Work order »
Could you tally the lines of the entries that carry the string "brown"? Reply with the number and nothing more.

Records to process »
****

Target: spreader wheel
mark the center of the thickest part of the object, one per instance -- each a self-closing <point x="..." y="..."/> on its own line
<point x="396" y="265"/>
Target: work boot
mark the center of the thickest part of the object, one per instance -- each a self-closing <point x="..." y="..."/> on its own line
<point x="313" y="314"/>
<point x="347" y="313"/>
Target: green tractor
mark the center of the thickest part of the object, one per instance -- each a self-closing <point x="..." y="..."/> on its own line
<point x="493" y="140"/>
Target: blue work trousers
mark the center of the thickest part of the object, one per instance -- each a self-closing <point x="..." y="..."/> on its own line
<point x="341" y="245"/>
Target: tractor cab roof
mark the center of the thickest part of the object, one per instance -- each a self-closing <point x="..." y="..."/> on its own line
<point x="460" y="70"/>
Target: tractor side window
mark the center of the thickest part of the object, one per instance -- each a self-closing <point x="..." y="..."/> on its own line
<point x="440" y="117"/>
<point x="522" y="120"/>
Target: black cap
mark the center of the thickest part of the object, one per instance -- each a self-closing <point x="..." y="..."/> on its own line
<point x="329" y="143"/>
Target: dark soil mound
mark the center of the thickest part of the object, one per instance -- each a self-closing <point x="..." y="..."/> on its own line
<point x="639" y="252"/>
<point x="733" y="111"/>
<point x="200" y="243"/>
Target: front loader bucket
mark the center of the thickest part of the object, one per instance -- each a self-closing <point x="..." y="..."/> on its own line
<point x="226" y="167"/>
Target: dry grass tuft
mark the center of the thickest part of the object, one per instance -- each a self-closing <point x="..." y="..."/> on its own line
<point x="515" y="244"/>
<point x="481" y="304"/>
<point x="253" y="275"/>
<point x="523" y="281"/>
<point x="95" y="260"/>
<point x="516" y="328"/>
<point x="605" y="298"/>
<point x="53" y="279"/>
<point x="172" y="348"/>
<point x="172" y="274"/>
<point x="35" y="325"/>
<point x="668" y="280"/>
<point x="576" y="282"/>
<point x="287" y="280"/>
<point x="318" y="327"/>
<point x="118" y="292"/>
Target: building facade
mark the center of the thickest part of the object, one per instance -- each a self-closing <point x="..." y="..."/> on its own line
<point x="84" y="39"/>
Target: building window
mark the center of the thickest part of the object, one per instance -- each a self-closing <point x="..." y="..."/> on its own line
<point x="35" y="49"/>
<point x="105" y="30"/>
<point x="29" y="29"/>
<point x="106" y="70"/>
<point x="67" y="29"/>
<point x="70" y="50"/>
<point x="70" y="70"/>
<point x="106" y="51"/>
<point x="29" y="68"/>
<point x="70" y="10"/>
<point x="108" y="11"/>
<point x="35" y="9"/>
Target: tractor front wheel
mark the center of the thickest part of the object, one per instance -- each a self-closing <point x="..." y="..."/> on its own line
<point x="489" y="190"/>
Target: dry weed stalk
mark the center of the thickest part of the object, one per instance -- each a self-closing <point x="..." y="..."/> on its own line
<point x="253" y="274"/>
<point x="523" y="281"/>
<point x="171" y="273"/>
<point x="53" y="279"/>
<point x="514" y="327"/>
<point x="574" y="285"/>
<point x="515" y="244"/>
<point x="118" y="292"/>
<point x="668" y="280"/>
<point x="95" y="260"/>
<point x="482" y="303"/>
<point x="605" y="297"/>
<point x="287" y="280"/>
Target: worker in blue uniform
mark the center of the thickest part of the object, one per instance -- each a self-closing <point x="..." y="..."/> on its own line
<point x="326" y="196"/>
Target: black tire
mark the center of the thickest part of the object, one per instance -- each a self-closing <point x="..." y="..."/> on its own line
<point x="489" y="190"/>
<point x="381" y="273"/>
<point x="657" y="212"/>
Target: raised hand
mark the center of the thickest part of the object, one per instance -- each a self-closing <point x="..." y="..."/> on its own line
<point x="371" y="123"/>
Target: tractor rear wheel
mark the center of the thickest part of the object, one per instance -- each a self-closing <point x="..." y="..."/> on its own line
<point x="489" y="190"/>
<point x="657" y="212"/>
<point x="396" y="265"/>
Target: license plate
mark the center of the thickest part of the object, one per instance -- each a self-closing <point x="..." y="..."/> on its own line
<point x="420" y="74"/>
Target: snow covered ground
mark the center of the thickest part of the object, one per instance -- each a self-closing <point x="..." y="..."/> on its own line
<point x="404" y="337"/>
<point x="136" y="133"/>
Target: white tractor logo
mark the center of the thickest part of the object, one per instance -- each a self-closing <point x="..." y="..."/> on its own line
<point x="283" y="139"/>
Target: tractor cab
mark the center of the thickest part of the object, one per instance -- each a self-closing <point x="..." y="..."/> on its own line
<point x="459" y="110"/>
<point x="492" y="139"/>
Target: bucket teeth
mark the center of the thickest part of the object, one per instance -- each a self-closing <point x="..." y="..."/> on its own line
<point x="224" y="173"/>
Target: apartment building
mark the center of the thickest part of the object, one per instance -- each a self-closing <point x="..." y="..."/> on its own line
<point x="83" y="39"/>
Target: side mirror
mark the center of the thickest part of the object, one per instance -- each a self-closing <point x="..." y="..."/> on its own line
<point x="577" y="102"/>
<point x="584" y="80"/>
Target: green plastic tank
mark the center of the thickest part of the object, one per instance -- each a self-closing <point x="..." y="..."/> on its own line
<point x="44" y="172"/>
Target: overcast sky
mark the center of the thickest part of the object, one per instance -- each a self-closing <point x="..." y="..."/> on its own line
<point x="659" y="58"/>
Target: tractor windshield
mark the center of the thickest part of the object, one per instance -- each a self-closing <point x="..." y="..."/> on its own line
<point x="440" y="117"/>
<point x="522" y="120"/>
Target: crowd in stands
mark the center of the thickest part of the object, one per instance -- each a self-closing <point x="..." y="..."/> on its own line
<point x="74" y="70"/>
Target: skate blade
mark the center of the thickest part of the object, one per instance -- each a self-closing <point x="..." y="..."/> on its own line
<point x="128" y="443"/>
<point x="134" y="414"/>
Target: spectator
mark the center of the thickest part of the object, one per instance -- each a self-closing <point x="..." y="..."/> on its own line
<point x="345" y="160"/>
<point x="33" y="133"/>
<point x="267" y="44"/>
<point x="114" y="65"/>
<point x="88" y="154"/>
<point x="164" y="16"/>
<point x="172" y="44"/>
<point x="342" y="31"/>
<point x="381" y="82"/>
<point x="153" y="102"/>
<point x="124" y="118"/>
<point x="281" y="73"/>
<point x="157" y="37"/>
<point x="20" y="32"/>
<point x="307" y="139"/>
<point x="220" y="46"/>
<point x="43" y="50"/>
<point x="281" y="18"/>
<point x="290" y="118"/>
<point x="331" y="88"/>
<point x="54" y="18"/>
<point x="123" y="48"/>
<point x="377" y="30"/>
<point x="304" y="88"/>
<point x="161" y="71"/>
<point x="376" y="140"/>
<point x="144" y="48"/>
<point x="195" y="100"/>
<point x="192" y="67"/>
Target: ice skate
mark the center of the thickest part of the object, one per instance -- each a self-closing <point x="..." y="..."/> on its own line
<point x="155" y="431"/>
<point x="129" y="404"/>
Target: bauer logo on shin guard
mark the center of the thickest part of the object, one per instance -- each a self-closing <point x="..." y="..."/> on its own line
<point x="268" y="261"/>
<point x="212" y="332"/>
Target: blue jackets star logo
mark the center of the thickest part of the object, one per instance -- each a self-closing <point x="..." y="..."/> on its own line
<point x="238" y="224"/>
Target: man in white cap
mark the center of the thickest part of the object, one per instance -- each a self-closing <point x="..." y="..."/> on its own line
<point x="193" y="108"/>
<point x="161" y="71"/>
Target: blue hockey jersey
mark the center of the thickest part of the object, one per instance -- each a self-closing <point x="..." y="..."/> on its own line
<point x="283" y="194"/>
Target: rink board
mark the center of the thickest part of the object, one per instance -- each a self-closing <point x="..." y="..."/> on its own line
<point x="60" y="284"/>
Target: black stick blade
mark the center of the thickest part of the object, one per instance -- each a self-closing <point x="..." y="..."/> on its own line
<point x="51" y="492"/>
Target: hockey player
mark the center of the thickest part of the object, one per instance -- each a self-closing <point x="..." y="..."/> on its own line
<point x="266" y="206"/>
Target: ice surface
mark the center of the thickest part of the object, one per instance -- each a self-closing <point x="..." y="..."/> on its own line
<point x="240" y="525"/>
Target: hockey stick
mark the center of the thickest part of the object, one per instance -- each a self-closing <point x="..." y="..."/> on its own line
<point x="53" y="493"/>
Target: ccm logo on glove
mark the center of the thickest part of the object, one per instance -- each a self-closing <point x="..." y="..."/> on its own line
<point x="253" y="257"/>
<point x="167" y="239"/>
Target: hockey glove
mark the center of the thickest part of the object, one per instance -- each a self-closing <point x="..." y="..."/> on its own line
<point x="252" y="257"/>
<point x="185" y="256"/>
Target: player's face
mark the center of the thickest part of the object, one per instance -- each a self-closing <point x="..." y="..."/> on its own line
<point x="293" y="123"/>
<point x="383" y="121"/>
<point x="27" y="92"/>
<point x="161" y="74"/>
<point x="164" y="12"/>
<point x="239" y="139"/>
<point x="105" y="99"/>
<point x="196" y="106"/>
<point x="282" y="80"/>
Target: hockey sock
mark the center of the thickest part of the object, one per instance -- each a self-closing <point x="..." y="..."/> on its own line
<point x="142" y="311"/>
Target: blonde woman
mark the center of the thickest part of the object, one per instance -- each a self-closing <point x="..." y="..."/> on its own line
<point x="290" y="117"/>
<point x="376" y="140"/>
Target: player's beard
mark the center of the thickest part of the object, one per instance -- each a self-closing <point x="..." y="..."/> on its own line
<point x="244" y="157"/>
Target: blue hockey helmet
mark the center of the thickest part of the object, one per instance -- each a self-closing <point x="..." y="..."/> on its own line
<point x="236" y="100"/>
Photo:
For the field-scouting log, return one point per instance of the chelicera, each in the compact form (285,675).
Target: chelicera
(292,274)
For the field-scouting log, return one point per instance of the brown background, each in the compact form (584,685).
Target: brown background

****

Response to this exercise »
2